▶ _TEXT EXTRACT_:
= = = =
Classroom structure was considered as a potential influence on student cognitive engagement factors; it serves to reason that students may feel more or less comfortable in implementing particular types of learning activities based on the physical structure of the seating (e.g., discussions with classmates may be more frequent when students are seated in pods of desks). Students reported more significantly more interactivity when seated in pods than when seated in either individual desks or rows of tables. This supports reports of barriers suggested by instructors, which indicate that seats bolted to the floor make interactivity more difficult (Dancy & Henderson, 2008). Additionally, students reported significantly higher Constructive Notetaking when seated at rows of desks than when in individual desks. Though the reason for this difference remains unclear, one possibility is students have more physical room available to them when seated at tables than at smaller desks. When in pods of desks, students reported significantly higher levels of Active Processing than when in individual desks. As can be seen in Fig. 1, rows of tables exhibited advantages in notetaking, while exhibiting higher engagement scores (not always significantly) in nearly every category when compared with individual desks. Pods of desks resulted in lower (though not always significantly lower) engagement in modes that required notetaking; for modes of engagement where interaction or processing was required, mean scores of students in pods were at or near the greatest. These results arguably point to a need to minimize individual desks in classrooms and instead provide rows of tables to facilitate student engagement through notetaking and pods to facilitate student engagement through interactivity.

Fig. 1
figure 1

Variance in SCCEI factor means based on classroom structure

Correlations between instruments

A correlation matrix resulting from a partial correlation analysis was conducted in SPSS version 25 using Pearson’s r to indicate significance. The effect of class was removed by indicating class number as a control variable. The development of both the PIPS and SCCEI suggests some correlation between factors within either instrument; we therefore removed these correlations and significance from the matrix (e.g., correlation between PIPS factors Summative Assessment and Formative Assessment are not shown). In Table 8, we present the correlation matrix for factors between the PIPS and SCCEI. Correlations represent the strength of the relationship between factors, ranging from − 1 to 1. Larger negative values indicate a strong inverse relationship between the factors—as one factor increases, the other factor decreases. High positive numbers indicate that factors are directly correlated. Significance indicates the percent likelihood that the correlation is a result of the error. Confidence intervals can be derived from converting significance into percentages and subtracting from 100%. At the 95% confidence interval, three correlations were found to be significant. At the 90% confidence interval, an additional correlation was observed to be significant.
= = = =
▶ _DATA SHOWN_:

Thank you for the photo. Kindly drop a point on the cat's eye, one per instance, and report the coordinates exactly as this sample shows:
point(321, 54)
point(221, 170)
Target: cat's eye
= = = =
▶ _EXERCISES TO COMPLETE_:
[1] In the text on classroom structure and engagement, how many correlations were significant at the 95% confidence interval?
[2] Using the text on classroom structure and engagement, explain why the correlations between factors within the same instrument were left out of the matrix.
[3] Continue the text on classroom structure and engagement from its last sentence.

▶ _PER-TASK ANSWERS_:
[1] Three correlations were significant at the 95% confidence interval.

[2] The way both the PIPS and the SCCEI were developed suggests that factors within either instrument are somewhat correlated with each other. The authors therefore removed those within-instrument correlations and their significance from the matrix. For example, the correlation between the PIPS factors Summative Assessment and Formative Assessment is not shown.

[3]
Table 8 Partial correlation matrix of SCCEI and PIPS

Active Notetaking was seen to have a strong correlation with Content Delivery. We see this as evidence of agreeance in how instructors report on their practices and how students respond to them. Content Delivery items include I guide students through major topics as they listen and take notes and My class sessions are structured to give students a good set of notes; Active Notetaking items include I take verbatim notes (meaning word for word directly from the board/PowerPoint, etc.). A positive correlation between the factors indicates that as instructors report stronger agreeance with items suggesting they provide students with structured notes, students likewise report increased frequency of copy notes from the board. Active Notetaking was also positively correlated with Summative Assessment at the 95% confidence interval. Summative assessment items include My test questions contain well-defined problems with one correct solution. Results suggest that as instructors report increasingly high agreeance with providing assessment with singular correct answers, students report increasing frequency of taking verbatim notes on course content. This aligns with work that suggests students’ learning strategies are influenced by the assessment demands of the course (Lucas & Ramsden, 1992).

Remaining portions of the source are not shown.